[Data items]
☆ ☆ ☆

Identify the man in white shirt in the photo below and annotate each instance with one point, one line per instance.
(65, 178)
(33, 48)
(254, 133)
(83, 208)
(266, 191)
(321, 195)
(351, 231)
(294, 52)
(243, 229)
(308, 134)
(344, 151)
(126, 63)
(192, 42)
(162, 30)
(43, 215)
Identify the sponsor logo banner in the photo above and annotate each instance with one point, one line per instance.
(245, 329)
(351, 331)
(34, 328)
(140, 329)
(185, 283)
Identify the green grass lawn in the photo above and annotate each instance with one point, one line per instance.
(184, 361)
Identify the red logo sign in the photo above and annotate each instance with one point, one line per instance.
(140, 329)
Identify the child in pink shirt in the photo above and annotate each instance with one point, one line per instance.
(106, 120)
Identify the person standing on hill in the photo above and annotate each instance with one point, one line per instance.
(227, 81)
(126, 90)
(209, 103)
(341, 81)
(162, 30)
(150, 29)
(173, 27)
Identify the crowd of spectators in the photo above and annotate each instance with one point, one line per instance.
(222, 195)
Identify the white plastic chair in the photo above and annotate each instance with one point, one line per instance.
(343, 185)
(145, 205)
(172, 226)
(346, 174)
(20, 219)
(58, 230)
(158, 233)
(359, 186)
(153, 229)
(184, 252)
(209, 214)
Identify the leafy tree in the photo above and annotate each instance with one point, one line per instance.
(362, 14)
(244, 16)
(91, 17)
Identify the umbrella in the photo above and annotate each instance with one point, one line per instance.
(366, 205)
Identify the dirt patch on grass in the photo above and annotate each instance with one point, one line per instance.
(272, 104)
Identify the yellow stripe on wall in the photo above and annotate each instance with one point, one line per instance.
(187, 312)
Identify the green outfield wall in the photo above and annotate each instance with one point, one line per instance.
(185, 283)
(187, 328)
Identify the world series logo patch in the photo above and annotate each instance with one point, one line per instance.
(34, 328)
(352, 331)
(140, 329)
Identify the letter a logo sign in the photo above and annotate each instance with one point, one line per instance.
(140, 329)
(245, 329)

☆ ☆ ☆

**Task directions:** Give the records above again, word for word.

**Complete response:**
Identify the man in white shirt in the photo below and annotate each instance with one point, one line per instance.
(65, 178)
(33, 48)
(254, 133)
(83, 208)
(266, 191)
(321, 195)
(351, 231)
(294, 52)
(243, 229)
(308, 134)
(344, 151)
(126, 63)
(192, 42)
(162, 30)
(43, 215)
Identify the sponsor logo banner in the photo above and annotate each instance with one point, one line per instance.
(245, 329)
(351, 331)
(34, 328)
(140, 329)
(185, 283)
Identify the green grass lawn in the photo above and annotate each instance with one point, one line per instance.
(184, 361)
Identify the red logo sign in the photo above and annotate each instance with one point, one line per instance.
(140, 329)
Identify the child in pink shirt in the photo above and annotate each instance with one point, one line per instance.
(106, 120)
Identify the person standing on hill in the photo above and annotate each instance with one point, one line per instance.
(227, 81)
(126, 90)
(209, 103)
(341, 81)
(162, 30)
(150, 29)
(173, 27)
Identify the crowd of spectators in the photo above and annotate each instance with one point, one line per instance.
(222, 195)
Identify the white plastic chair in the photo above and annotate each instance with one point, one line per instance.
(343, 185)
(145, 205)
(172, 226)
(346, 174)
(20, 219)
(58, 230)
(158, 233)
(359, 186)
(153, 229)
(184, 252)
(209, 214)
Identify the leafy tree in the photo above and annotate each instance with one point, one line per instance.
(362, 14)
(244, 16)
(91, 17)
Identify the umbrella in the photo above and annotate each instance with one point, one line per instance.
(366, 205)
Identify the dirt patch on grass in the photo above and annotate each instance with one point, one line per instance.
(272, 104)
Identify the yellow stripe on wall in the photo above and annotate each instance with one point, one line per instance.
(187, 312)
Identify the green outfield wall in the photo above and annotate each instance with one point, one line per instance.
(185, 283)
(187, 328)
Identify the world series logo patch in the photo above and annotate each instance with one point, one line per instance.
(34, 328)
(352, 331)
(140, 329)
Identify the letter a logo sign in the photo above and annotate each instance with one point, one line per instance.
(140, 329)
(245, 329)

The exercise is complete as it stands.